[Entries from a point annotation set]
[start]

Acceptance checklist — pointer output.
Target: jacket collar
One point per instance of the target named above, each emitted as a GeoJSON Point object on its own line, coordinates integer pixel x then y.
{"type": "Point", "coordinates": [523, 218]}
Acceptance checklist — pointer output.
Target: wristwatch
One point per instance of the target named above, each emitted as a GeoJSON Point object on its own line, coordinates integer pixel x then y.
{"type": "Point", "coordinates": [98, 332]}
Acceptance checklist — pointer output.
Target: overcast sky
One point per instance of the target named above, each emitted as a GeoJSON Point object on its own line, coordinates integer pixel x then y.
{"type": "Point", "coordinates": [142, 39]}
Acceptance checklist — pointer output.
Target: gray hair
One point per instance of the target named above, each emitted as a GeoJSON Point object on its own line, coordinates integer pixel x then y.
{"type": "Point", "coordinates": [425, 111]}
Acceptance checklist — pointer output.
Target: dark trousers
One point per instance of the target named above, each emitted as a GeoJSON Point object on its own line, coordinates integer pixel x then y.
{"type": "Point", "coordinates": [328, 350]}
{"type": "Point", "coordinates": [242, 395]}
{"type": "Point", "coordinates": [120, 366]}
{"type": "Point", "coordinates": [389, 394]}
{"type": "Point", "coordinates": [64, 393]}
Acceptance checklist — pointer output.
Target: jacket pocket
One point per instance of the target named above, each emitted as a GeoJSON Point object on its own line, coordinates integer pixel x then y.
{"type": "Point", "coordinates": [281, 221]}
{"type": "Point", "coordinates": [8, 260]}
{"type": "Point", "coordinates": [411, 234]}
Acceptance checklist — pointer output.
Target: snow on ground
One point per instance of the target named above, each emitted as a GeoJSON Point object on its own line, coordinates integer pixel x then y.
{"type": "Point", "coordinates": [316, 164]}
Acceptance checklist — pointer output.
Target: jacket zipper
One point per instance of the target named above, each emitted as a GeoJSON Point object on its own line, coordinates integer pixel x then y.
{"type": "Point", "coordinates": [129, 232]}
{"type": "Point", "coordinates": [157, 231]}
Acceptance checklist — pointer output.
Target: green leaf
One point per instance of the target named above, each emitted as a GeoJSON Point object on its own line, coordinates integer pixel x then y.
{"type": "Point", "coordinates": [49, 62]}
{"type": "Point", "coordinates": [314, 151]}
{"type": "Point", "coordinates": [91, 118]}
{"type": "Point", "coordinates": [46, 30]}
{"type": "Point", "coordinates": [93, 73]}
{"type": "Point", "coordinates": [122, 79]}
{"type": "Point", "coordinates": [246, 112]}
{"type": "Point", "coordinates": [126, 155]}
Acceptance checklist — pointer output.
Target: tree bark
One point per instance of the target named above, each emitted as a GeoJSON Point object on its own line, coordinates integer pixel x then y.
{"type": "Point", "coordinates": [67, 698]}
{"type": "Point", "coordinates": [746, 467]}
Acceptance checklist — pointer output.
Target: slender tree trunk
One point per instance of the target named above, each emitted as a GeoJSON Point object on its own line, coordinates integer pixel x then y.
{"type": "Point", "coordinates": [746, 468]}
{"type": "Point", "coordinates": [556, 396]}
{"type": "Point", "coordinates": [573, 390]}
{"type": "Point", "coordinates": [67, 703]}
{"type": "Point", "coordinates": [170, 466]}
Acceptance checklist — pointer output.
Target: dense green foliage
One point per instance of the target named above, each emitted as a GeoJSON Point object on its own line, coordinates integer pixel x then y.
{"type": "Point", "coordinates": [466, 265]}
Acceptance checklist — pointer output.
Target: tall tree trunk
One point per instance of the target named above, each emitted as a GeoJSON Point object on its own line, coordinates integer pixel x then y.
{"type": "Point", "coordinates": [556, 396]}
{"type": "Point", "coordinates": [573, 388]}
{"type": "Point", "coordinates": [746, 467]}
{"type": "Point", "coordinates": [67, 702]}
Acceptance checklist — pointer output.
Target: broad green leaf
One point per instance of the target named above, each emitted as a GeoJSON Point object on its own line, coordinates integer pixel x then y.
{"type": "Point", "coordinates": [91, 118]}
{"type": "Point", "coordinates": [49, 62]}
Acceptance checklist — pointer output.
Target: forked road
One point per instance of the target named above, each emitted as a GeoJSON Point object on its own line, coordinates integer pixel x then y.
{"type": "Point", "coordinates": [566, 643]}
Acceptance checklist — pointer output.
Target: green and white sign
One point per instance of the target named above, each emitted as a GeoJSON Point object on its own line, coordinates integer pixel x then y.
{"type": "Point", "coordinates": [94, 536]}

[end]

→ **Work to be completed**: Write out the whole listing exactly.

→ **Correct response**:
Acceptance checklist — pointer output.
Target: jacket collar
One point per instance of the target named above, each emitted as a GeoJSON Point object on its own line, coordinates integer pixel x then y.
{"type": "Point", "coordinates": [523, 218]}
Acceptance checklist — pointer output.
Target: wristwatch
One point per instance of the target named above, each emitted as a GeoJSON Point object on its own line, coordinates integer pixel x then y.
{"type": "Point", "coordinates": [98, 332]}
Acceptance checklist — pointer output.
Target: overcast sky
One point per instance of the target named above, each emitted as a GeoJSON Point object on its own line, coordinates integer pixel x then y.
{"type": "Point", "coordinates": [142, 39]}
Acceptance checklist — pointer output.
Target: gray hair
One point per instance of the target named above, each emitted as a GeoJSON Point object on its own line, coordinates integer pixel x then y.
{"type": "Point", "coordinates": [425, 111]}
Acceptance checklist — pointer output.
Target: dark trousers
One point per instance of the target named above, each emitted as a GeoJSON Point object on its own line, coordinates integer pixel x then y.
{"type": "Point", "coordinates": [328, 350]}
{"type": "Point", "coordinates": [242, 395]}
{"type": "Point", "coordinates": [120, 366]}
{"type": "Point", "coordinates": [389, 394]}
{"type": "Point", "coordinates": [64, 393]}
Acceptance checklist — pointer output.
Target: jacket pocket
One point per instance of the target named above, each emitted as a GeoJSON Point object on its own line, coordinates integer pixel x then y.
{"type": "Point", "coordinates": [281, 221]}
{"type": "Point", "coordinates": [8, 260]}
{"type": "Point", "coordinates": [411, 234]}
Acceptance checklist — pointer output.
Target: snow on ground
One point per instance of the target named above, each emitted as a GeoJSON Point object on its own line, coordinates integer pixel x then y.
{"type": "Point", "coordinates": [316, 164]}
Acceptance checklist — pointer output.
Target: jacket zipper
One point per instance of the target named above, each emitted as a GeoJSON Point object on its own line, coordinates integer pixel x then y.
{"type": "Point", "coordinates": [129, 232]}
{"type": "Point", "coordinates": [157, 231]}
Acceptance checklist — pointer output.
Target: green leaf
One point per instance of the target named above, each emitted as a GeoJSON Point object on its own line, coordinates integer pixel x then y.
{"type": "Point", "coordinates": [49, 62]}
{"type": "Point", "coordinates": [314, 151]}
{"type": "Point", "coordinates": [91, 118]}
{"type": "Point", "coordinates": [46, 30]}
{"type": "Point", "coordinates": [93, 73]}
{"type": "Point", "coordinates": [122, 79]}
{"type": "Point", "coordinates": [246, 112]}
{"type": "Point", "coordinates": [126, 155]}
Acceptance checklist — pointer output.
Target: tree bark
One point per instance of the target named above, each emitted as a GeoJSON Point object on its own line, coordinates integer pixel x then y.
{"type": "Point", "coordinates": [67, 698]}
{"type": "Point", "coordinates": [746, 467]}
Acceptance checklist — pointer output.
Target: slender tree trunk
One point per instance of the target named above, each emitted as a GeoJSON Point object on its own line, coordinates integer pixel x then y.
{"type": "Point", "coordinates": [746, 468]}
{"type": "Point", "coordinates": [556, 396]}
{"type": "Point", "coordinates": [573, 390]}
{"type": "Point", "coordinates": [67, 703]}
{"type": "Point", "coordinates": [170, 466]}
Acceptance checklist — pointer output.
Target: dense green foliage
One point per instance of the target named above, each emitted as a GeoJSON Point object on its own line, coordinates integer pixel x then y.
{"type": "Point", "coordinates": [466, 265]}
Acceptance checklist — pointer output.
Target: tall tree trunk
One point per instance of the target named above, each emitted as a GeoJSON Point object on its own line, coordinates integer pixel x then y.
{"type": "Point", "coordinates": [556, 396]}
{"type": "Point", "coordinates": [573, 388]}
{"type": "Point", "coordinates": [746, 467]}
{"type": "Point", "coordinates": [67, 702]}
Acceptance checklist — pointer output.
Target: broad green leaf
One point per instance of the target named above, each emitted as a GeoJSON Point object on its own line, coordinates integer pixel x then y.
{"type": "Point", "coordinates": [91, 118]}
{"type": "Point", "coordinates": [49, 62]}
Acceptance checklist — pointer output.
Target: forked road
One point per instance of the target named above, each emitted as a GeoJSON Point object on its own line, coordinates integer pixel x then y.
{"type": "Point", "coordinates": [566, 643]}
Acceptance checklist — pointer output.
Target: green and white sign
One point per instance of the target named above, each emitted as a GeoJSON Point object on its own line, coordinates integer pixel x then y.
{"type": "Point", "coordinates": [94, 536]}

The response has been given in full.